### WORK TO BE COMPLETED
Each record should be set down again so that it matches the original exactly.

### LISTED RECORDS
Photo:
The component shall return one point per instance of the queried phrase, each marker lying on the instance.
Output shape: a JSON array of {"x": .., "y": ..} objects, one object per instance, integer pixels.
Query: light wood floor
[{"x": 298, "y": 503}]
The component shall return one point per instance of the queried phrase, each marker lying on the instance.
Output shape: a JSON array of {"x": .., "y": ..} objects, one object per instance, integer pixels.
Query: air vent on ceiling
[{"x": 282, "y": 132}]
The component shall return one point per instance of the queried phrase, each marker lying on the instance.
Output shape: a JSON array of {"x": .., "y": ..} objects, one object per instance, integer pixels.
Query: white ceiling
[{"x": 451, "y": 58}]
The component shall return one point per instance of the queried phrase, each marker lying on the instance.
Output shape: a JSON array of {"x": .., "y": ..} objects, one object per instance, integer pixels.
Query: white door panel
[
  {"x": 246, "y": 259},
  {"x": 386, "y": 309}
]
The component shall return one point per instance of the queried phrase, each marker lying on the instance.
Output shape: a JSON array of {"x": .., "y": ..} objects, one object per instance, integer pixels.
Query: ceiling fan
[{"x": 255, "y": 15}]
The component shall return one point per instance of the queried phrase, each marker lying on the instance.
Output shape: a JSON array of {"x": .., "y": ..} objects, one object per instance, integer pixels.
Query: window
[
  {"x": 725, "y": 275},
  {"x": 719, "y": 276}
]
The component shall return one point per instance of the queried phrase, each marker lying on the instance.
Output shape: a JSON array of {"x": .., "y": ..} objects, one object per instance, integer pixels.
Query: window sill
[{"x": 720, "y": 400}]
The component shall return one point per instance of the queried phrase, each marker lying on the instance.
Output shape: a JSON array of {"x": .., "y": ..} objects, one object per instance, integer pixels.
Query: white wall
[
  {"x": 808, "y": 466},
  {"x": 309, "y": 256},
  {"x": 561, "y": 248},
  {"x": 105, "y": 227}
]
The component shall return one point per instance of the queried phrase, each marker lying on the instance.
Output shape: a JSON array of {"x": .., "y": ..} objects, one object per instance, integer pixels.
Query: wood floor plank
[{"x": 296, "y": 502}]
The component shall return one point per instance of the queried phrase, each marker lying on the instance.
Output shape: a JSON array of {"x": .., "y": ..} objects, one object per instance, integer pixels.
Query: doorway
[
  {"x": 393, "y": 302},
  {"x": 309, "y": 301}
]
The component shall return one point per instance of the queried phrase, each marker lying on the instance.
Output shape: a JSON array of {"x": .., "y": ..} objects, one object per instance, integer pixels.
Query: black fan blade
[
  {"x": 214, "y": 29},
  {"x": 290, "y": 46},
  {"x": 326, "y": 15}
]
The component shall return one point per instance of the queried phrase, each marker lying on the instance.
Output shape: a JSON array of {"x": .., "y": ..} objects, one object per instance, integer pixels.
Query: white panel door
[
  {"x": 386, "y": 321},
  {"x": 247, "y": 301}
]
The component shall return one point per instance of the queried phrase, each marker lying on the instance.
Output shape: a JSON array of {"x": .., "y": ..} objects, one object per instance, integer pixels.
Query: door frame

### THE COMPLETED TASK
Photo:
The component shall return one point per instance of the queried phrase, each marker lying on the instance.
Output shape: a JSON array of {"x": .., "y": ..} objects, one object per instance, integer pixels.
Query: light wood floor
[{"x": 298, "y": 503}]
The component shall return one point per instance of the queried phrase, each marker lying on the instance.
Output shape: a JSON array of {"x": .., "y": ..} objects, one object per instance, integer pixels.
Query: air vent on ceiling
[{"x": 282, "y": 132}]
The component shall return one point per instance of the queried phrase, each marker lying on the instance.
Output shape: a JSON array of {"x": .., "y": ..} objects, one object per instance, integer pixels.
Query: white ceiling
[{"x": 451, "y": 58}]
The component shall return one point per instance of the queried phrase, each marker lying on the instance.
Output shape: a JSON array of {"x": .., "y": ..} objects, one object per instance, integer pixels.
Query: white door panel
[
  {"x": 246, "y": 259},
  {"x": 386, "y": 309}
]
The component shall return one point per instance of the queried phrase, each marker lying on the instance.
Output shape: a JSON array of {"x": .., "y": ..} objects, one object per instance, integer pixels.
Query: ceiling fan
[{"x": 255, "y": 15}]
The component shall return one point per instance of the queried phrase, each marker lying on the instance.
Output shape: a JSON array of {"x": .., "y": ..} objects, one object per instance, integer pixels.
Query: window
[
  {"x": 725, "y": 275},
  {"x": 719, "y": 276}
]
The component shall return one point per instance of the queried phrase, each marker lying on the instance.
Output shape: a JSON array of {"x": .., "y": ..} objects, one object per instance, integer pixels.
Query: window sill
[{"x": 720, "y": 400}]
The component shall return one point per instance of the queried phrase, each marker lying on the instance.
Output shape: a JSON array of {"x": .., "y": ..} objects, one object per instance, integer pixels.
Query: white wall
[
  {"x": 808, "y": 466},
  {"x": 309, "y": 256},
  {"x": 561, "y": 248},
  {"x": 105, "y": 227}
]
The component shall return one point per instance of the queried phrase, each marker lying on the instance.
Output shape: a JSON array of {"x": .., "y": ..} objects, one object per instance, integer pixels.
Query: wood floor plank
[{"x": 296, "y": 502}]
The component shall return one point per instance of the queried phrase, each marker lying on the instance.
Output shape: a JSON array of {"x": .., "y": ..} objects, one object per instance, integer pixels.
Query: doorway
[
  {"x": 393, "y": 302},
  {"x": 309, "y": 301}
]
The component shall return one point per instance of the queried phrase, each marker lying on the instance.
Output shape: a JSON array of {"x": .., "y": ..} objects, one object per instance, integer pixels.
Query: black fan blade
[
  {"x": 214, "y": 29},
  {"x": 290, "y": 46},
  {"x": 326, "y": 15}
]
The component shall return one point per instance of the queried phrase, each marker lying on the instance.
Output shape: a JSON array of {"x": .., "y": ..} objects, one object per instance, integer pixels.
Query: white panel door
[
  {"x": 386, "y": 321},
  {"x": 247, "y": 301}
]
The component shall return one point per instance of the queried phrase, each marker lying on the instance.
Output shape: a JSON array of {"x": .., "y": ..} objects, one object per instance, integer pixels.
Query: door frame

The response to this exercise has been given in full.